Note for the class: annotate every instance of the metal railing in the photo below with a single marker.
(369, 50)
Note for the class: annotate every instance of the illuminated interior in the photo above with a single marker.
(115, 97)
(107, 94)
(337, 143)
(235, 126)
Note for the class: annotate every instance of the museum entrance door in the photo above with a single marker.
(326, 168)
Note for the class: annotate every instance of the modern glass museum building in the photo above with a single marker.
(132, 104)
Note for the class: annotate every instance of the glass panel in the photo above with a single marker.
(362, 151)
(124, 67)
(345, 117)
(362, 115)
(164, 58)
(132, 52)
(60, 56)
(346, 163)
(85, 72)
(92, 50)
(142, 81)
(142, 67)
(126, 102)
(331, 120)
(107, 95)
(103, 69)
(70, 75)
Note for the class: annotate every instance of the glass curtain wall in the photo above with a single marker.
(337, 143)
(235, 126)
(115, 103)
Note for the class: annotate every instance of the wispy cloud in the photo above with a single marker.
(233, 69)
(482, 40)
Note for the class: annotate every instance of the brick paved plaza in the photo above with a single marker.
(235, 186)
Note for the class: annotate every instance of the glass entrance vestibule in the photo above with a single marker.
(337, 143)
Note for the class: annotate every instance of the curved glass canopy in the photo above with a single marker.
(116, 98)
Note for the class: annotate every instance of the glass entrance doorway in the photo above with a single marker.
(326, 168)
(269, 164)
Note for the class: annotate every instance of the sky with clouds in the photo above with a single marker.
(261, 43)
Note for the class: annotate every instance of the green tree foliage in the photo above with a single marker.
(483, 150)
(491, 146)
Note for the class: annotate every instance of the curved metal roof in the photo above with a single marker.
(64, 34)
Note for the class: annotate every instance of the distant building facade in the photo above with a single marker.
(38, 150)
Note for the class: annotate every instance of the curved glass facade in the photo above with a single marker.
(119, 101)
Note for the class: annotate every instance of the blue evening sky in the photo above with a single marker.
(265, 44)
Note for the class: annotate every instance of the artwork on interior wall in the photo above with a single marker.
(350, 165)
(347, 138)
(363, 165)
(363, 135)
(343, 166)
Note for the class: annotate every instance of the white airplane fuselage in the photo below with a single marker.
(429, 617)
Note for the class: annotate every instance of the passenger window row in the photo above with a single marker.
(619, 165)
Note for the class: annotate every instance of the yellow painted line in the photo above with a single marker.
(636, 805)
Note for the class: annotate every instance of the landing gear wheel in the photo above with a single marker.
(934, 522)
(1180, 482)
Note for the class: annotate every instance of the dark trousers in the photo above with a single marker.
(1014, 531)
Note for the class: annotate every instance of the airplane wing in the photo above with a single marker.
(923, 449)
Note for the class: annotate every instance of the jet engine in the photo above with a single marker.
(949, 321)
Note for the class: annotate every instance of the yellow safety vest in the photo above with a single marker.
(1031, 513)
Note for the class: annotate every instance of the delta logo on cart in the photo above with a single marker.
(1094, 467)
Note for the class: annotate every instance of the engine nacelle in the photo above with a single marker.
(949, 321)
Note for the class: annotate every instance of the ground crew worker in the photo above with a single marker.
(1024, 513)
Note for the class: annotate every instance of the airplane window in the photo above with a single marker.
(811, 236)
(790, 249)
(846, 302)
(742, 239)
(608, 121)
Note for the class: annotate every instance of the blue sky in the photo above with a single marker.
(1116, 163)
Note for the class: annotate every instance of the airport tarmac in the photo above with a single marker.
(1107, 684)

-----

The full listing must be copied exactly, every line included.

Note for the class: annotate every instance of the metal railing in the photo below with a single marker.
(369, 50)
Note for the class: annotate every instance of the illuminated interior in the photo above with a single marker.
(115, 97)
(107, 94)
(337, 143)
(235, 126)
Note for the class: annotate every instance of the museum entrance door in the photo above with a single marker.
(326, 168)
Note for the class: annotate every instance of the modern glass museum building in the photo above with a single marker.
(132, 104)
Note for the class: annotate every instance of the glass panel in the photo above with a single marker.
(362, 151)
(124, 67)
(345, 117)
(362, 115)
(164, 58)
(132, 52)
(60, 56)
(346, 163)
(85, 72)
(92, 50)
(142, 81)
(142, 67)
(126, 102)
(331, 120)
(107, 95)
(103, 69)
(70, 75)
Note for the class: annotate every instance of the glass curtain wall in the photo above with a single marker.
(337, 143)
(235, 126)
(115, 103)
Note for the class: annotate every instance of the wispy cloud in the photo above with a single marker.
(233, 69)
(482, 40)
Note for the class: annotate every instance of the brick paved plaza in the photo above with a single marker.
(235, 186)
Note for the class: annotate every instance of the glass entrance vestibule in the photo above with a single marker.
(337, 143)
Note for the class: annotate every instance of the curved glass canopy in the photo above with a single marker.
(116, 98)
Note for the class: annotate every instance of the glass entrance doorway in the photo above with a single marker.
(326, 168)
(269, 164)
Note for the class: annotate every instance of the sky with clouds in the photo above with a single marker.
(261, 43)
Note for the class: annotate every instance of the green tree foliage in the photo above with a single marker.
(483, 150)
(491, 146)
Note for the class: annotate every instance of the curved metal roof in the photo above with a single marker.
(64, 34)
Note for the class: annotate every instance of the distant building facade in the photo above with a single marker.
(38, 150)
Note for the class: annotate every instance of the curved glass facade in the photo above with a single marker.
(119, 101)
Note for the class: annotate every instance of the blue evening sky in the photo above with a single marker.
(265, 44)
Note for the class: annotate every instance of the artwork on interior wall in the photo above with a single marker.
(350, 165)
(347, 138)
(363, 165)
(363, 135)
(343, 166)
Note for the class: annotate every instance of the white airplane fuselage in the photo below with a single marker.
(429, 617)
Note for the class: annotate every instance of the passenger window row in the photo above with a single marker.
(619, 165)
Note for the class: annotate every instance of the yellow painted line in the photo above with a single marker.
(636, 805)
Note for the class: annotate every instance of the landing gear wheel in the photo above with a single marker.
(934, 522)
(1180, 482)
Note for the class: annotate every instance of the dark trousers in the photo above with a single marker.
(1014, 531)
Note for the class: annotate every instance of the airplane wing in the photo above with a single marker.
(923, 449)
Note for the class: annotate every instance of the jet engine in the photo above with a single marker.
(949, 321)
Note for the class: annotate every instance of the yellow safety vest in the photo above with a single marker.
(1031, 513)
Note for the class: annotate every instance of the delta logo on cart in the photo above with a single marker.
(1094, 467)
Note for the class: annotate every instance of the engine nacelle in the photo above with a single marker.
(949, 321)
Note for the class: annotate every instance of the ground crew worker in the photo above with a single marker.
(1024, 513)
Note for the class: annotate every instance of the airplane window in the photo above with a single marker.
(811, 236)
(790, 249)
(846, 302)
(742, 239)
(608, 121)
Note for the class: annotate every instance of the blue sky in the photo above with a single marker.
(1116, 163)
Note for the class: annotate every instance of the airport tarmac in the photo above with a single marker.
(1107, 684)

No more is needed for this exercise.